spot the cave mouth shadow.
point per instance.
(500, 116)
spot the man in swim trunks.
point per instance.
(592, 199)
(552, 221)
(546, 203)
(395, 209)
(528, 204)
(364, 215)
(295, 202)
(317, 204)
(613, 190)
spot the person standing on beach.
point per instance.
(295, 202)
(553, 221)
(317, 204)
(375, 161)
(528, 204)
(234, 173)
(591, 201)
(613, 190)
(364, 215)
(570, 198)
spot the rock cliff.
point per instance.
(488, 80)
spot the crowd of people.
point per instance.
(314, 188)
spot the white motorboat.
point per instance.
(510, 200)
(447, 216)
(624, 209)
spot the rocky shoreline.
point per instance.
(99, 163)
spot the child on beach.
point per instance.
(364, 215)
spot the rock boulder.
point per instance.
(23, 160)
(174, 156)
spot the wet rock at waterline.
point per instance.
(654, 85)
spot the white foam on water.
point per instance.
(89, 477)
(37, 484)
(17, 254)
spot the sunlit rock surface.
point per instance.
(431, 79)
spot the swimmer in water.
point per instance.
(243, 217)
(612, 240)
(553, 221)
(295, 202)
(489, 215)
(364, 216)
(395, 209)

...

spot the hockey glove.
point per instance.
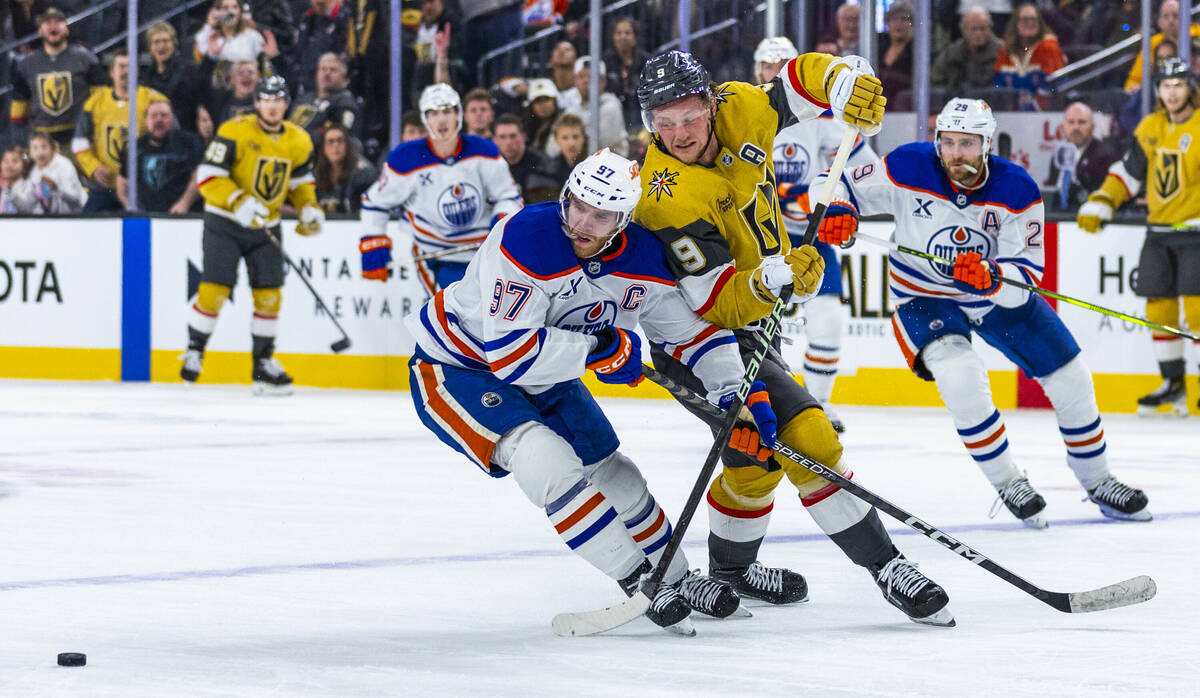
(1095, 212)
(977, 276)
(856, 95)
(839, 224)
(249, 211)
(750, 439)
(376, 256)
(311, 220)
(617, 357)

...

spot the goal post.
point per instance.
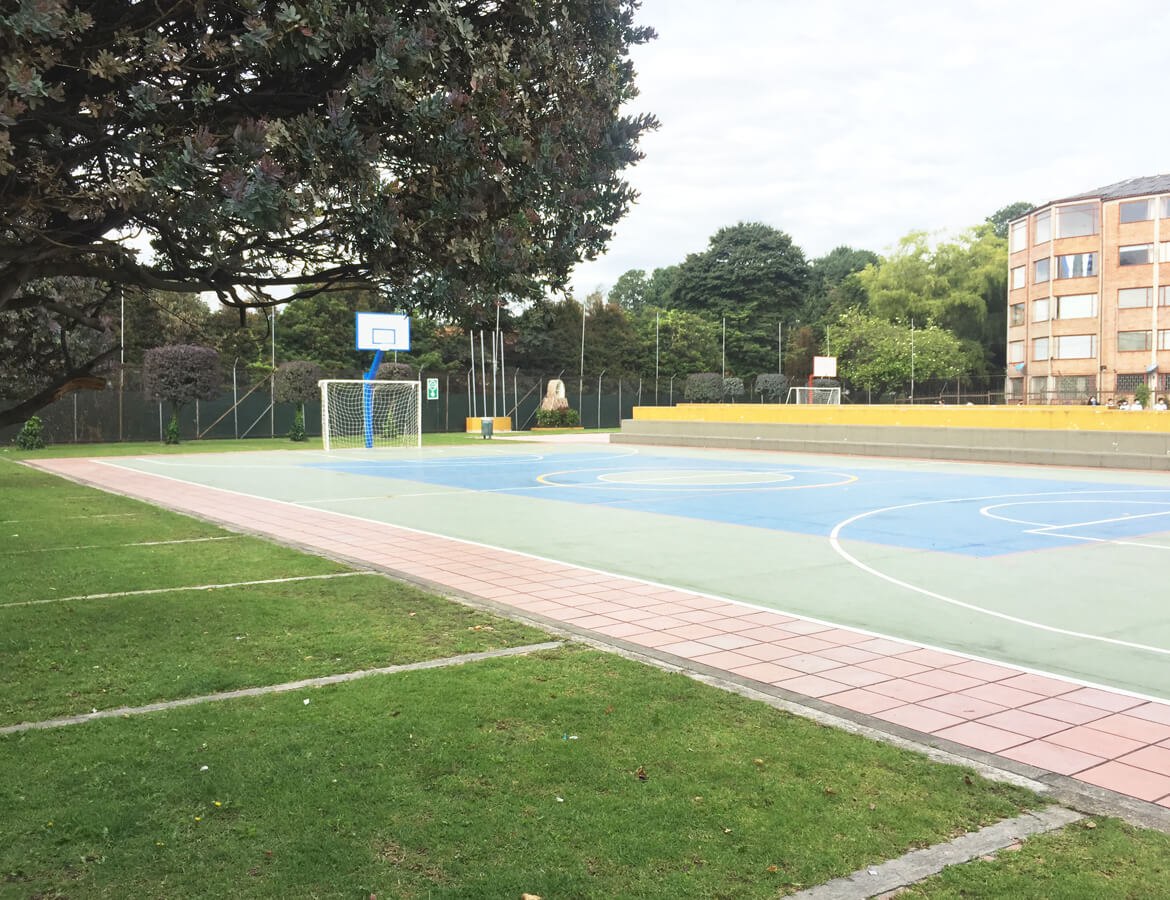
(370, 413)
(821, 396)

## To do
Find each line of the records above that contains the word "beach", and copy those lines.

## Solved problem
spot the person standing on beach.
spot the child on beach.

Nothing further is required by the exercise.